SELECTION =>
R: Frequencies on Lists and UpSet Plot

freqs_list {lares}

R Documentation

Frequencies on Lists and UpSet Plot

Description

Visualize frequency of elements on a list, list vector, or vector with comma separated values. Detect which combinations and elements are the most frequent and how much they represent of your total observations. This is similar to the UpSet Plots which may be used as an alternative to Venn diagrams.

Usage

freqs_list(
  df,
  var = NULL,
  wt = NULL,
  fx = "mean",
  rm.na = FALSE,
  min_elements = 1,
  limit = 10,
  limit_x = NA,
  limit_y = NA,
  tail = TRUE,
  size = 10,
  unique = TRUE,
  abc = FALSE,
  title = "",
  plot = TRUE
)

Arguments

`df`	Data.frame
`var`	Variable. Variables you wish to process.
`wt`	Variable, numeric. Select a numeric column to use in the colour scale, used as sum, mean... of those values for each of the combinations.
`fx`	Character. Set operation: mean, sum
`rm.na`	Boolean. Remove NA value from `wt`?
`min_elements`	Integer. Exclude combinations with less than n elements
`limit`, `limit_x`, `limit_y`	Integer. Show top n combinations (x) and/or elements (y). The rest will be grouped into a single element. Set argument to 0 to ignore. `limit_x`/`limit_y` answer to `limit`'s argument.
`tail`	Boolean. Show tail grouped into "..." on the plots?
`size`	Numeric. Text base size
`unique`	Boolean. a,b = b,a?
`abc`	Boolean. Do you wish to sort by alphabetical order?
`title`	Character. Overwrite plot's title with.

Records from a data collection

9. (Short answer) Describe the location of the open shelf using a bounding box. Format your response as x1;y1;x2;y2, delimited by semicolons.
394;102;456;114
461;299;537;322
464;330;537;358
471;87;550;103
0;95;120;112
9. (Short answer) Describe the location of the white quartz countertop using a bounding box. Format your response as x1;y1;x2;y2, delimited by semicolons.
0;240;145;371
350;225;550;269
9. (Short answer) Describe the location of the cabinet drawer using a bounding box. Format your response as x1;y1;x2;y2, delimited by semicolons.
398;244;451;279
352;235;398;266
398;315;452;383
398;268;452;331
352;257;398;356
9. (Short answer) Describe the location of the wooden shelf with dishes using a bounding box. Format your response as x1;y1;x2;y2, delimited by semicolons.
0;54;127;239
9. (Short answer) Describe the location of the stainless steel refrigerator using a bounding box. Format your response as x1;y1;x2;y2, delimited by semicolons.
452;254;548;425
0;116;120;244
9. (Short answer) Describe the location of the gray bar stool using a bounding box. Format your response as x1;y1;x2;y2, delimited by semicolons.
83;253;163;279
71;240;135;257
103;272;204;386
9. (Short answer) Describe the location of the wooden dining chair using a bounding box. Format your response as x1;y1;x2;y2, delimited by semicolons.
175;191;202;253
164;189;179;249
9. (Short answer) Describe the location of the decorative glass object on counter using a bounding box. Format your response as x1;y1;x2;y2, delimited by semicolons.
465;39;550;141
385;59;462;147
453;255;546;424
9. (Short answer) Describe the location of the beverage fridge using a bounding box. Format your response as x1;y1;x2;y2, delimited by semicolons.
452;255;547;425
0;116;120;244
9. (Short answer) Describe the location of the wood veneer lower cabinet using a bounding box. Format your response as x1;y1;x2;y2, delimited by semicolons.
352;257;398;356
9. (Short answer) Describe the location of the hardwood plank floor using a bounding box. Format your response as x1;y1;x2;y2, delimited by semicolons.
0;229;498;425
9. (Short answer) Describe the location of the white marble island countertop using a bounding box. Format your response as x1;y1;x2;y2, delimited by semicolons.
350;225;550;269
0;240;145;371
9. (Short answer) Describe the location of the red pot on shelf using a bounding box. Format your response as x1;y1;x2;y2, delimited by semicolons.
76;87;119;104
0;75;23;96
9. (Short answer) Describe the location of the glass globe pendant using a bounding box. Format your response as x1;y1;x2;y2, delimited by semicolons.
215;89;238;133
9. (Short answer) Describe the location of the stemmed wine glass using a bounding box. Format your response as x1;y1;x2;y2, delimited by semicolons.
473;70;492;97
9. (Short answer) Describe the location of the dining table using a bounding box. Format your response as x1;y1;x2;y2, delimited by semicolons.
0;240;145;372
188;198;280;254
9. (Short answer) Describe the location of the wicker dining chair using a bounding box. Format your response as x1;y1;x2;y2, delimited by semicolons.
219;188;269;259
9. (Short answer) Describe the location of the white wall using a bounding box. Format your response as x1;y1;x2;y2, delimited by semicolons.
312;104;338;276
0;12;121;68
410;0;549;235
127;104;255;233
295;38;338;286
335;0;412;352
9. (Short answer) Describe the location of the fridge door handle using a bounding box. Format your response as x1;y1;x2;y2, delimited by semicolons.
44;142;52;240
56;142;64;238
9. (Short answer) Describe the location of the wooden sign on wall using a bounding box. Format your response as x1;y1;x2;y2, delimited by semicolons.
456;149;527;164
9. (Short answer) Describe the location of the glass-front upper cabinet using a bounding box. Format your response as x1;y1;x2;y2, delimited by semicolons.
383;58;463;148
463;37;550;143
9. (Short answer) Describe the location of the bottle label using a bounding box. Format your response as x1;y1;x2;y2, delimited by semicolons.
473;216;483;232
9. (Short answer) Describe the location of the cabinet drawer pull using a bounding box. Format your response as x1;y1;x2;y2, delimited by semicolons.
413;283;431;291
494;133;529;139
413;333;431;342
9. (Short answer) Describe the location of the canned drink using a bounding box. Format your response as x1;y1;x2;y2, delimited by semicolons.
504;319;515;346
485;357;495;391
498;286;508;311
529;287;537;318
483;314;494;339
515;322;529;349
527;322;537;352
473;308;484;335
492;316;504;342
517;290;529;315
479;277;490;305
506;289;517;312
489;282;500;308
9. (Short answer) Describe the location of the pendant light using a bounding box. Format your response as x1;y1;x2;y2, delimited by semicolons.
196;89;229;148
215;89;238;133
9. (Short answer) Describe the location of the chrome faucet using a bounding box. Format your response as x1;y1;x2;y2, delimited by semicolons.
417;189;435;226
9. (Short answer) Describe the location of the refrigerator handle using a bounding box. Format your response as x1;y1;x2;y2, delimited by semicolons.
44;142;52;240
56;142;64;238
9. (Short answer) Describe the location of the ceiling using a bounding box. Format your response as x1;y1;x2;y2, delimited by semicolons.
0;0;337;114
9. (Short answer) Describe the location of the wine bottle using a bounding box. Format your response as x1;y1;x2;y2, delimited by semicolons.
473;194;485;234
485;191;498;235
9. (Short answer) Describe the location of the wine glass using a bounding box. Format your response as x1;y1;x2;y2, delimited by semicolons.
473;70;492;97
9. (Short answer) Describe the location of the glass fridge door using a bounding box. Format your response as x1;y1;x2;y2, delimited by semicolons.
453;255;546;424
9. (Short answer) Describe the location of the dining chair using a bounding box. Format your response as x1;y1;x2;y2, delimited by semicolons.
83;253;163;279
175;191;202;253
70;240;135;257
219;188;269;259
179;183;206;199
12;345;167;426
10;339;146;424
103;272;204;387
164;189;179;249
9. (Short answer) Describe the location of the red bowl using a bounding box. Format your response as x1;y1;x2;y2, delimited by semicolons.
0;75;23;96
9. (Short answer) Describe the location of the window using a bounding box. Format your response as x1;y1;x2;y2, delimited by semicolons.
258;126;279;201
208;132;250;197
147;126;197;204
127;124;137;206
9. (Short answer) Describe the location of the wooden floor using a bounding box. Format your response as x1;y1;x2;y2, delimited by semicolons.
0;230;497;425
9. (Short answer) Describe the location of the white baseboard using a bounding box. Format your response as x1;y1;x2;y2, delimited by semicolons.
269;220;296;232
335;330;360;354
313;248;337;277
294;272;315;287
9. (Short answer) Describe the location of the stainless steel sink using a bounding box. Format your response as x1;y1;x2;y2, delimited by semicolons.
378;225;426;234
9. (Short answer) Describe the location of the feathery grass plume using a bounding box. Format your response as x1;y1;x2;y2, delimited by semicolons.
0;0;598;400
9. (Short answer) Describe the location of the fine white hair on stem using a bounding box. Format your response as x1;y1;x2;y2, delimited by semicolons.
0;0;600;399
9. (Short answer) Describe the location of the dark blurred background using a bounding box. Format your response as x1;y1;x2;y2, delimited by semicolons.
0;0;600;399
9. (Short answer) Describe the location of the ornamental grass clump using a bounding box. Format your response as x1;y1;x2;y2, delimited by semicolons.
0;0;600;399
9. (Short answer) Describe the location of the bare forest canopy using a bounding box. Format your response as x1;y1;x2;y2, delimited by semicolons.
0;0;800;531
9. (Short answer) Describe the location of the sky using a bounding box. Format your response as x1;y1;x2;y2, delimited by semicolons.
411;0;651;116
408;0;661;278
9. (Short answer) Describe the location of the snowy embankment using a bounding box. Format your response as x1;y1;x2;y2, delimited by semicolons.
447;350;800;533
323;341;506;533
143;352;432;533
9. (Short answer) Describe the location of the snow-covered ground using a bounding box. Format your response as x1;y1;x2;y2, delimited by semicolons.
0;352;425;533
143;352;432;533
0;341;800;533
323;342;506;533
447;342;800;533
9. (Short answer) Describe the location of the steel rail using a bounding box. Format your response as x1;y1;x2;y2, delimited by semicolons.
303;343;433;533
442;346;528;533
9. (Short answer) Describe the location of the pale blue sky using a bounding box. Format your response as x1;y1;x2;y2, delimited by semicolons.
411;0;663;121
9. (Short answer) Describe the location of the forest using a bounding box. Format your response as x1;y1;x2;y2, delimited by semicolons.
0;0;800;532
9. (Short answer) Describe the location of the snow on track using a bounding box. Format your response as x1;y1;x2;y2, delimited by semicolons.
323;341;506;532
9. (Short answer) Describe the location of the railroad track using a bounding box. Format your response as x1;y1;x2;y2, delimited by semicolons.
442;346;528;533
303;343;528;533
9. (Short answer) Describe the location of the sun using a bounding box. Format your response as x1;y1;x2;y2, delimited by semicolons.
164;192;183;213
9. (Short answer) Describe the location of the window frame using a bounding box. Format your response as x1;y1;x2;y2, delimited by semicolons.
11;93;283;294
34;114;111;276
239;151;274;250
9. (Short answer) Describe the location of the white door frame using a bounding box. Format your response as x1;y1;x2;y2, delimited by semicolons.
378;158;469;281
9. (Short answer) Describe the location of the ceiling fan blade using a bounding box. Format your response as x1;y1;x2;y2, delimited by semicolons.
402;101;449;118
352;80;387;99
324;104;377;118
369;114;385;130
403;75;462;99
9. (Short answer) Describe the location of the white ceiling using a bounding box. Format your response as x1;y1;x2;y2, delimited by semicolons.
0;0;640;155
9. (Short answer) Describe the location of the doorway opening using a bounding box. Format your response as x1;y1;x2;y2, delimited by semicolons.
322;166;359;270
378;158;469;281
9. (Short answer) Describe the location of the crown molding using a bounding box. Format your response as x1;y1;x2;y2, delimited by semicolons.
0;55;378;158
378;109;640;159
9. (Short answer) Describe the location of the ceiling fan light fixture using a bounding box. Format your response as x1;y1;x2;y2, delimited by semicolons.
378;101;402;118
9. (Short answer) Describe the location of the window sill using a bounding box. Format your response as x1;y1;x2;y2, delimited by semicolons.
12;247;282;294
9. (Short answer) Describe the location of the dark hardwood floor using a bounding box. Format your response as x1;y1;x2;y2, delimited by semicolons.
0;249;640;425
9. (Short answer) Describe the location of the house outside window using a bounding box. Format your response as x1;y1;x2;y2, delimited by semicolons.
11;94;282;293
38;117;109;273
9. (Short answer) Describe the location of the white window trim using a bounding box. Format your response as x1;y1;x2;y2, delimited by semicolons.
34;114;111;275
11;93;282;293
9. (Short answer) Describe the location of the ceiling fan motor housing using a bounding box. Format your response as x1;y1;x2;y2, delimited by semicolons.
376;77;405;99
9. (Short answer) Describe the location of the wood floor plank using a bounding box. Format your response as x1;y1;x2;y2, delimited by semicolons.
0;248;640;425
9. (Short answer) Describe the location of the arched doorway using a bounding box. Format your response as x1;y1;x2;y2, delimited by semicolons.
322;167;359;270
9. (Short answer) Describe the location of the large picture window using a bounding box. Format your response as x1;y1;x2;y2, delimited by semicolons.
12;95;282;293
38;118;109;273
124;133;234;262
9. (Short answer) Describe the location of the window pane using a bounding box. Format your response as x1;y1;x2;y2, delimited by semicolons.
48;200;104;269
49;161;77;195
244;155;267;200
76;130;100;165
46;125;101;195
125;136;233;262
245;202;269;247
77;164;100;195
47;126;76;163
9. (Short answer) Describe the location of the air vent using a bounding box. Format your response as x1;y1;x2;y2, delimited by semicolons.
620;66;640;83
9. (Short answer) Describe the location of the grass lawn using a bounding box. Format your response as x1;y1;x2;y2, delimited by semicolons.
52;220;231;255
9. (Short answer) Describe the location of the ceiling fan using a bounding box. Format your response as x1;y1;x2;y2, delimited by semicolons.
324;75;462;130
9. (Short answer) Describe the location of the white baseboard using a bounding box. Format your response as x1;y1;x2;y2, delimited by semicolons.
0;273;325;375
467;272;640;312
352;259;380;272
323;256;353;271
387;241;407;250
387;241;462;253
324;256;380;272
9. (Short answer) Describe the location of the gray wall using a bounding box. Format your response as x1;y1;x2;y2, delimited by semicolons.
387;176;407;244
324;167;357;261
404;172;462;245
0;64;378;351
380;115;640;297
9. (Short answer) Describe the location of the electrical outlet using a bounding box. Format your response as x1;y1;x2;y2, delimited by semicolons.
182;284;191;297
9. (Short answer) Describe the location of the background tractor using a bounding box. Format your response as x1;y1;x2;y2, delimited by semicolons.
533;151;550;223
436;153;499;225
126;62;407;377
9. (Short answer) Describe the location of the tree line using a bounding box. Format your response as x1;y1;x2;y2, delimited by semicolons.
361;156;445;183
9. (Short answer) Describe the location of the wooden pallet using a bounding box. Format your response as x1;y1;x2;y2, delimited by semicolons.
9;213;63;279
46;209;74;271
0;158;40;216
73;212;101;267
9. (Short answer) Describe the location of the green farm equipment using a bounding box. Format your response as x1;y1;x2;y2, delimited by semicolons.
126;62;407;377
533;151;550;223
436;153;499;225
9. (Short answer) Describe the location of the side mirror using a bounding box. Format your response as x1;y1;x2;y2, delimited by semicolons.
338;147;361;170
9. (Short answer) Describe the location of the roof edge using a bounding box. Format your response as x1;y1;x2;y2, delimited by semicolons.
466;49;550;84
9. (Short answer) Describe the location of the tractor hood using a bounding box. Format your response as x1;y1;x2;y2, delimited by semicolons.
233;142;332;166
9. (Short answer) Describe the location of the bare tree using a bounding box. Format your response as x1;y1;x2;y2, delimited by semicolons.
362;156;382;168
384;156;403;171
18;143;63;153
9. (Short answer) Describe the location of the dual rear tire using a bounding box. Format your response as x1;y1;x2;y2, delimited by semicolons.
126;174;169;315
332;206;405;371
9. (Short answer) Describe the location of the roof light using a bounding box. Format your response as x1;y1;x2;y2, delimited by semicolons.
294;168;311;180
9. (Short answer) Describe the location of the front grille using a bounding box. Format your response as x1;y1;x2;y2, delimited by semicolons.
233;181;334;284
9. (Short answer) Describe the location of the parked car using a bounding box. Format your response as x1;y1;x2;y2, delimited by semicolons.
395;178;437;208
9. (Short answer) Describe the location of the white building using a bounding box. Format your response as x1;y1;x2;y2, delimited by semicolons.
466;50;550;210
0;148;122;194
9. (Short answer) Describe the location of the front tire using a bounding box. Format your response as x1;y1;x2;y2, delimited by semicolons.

TASKS TO COMPLETE =>
(1) According to the freqs_list documentation, which two set operations can the fx argument take?
(2) Pick up the freqs_list documentation right after its last line and continue it.

EXERCISE ANSWERS =>
(1) Mean and sum.

(2)
`plot`	Boolean. Plot viz? Will be generated anyways in the output object

Value

List. data.frame with the data results, elements and combinations.

Examples

## Not run: 
df <- dplyr::starwars
head(df[, c(1, 4, 5, 12)], 10)

# Characters per movies combinations in a list column
head(df$films, 2)
freqs_list(df, films)

# Skin colours in a comma-separated column
head(df$skin_color)
x <- freqs_list(df, skin_color, min_elements = 2, limit = 5, plot = FALSE)
# Inside "x" we'll have:
names(x)

# Using the 'wt' argument to add a continuous value metric
# into an already one-hot encoded columns dataset (and hide tail)
csv <- "https://raw.githubusercontent.com/hms-dbmi/UpSetR/master/inst/extdata/movies.csv"
movies <- read.csv(csv, sep = ";")
head(movies)
freqs_list(movies,
  wt = AvgRating, min_elements = 2, tail = FALSE,
  title = "Movies\nMixed Genres\nRanking"
)
# So, please: no more Comedy+SciFi and more Drama+Horror films (based on ~50 movies)!

## End(Not run)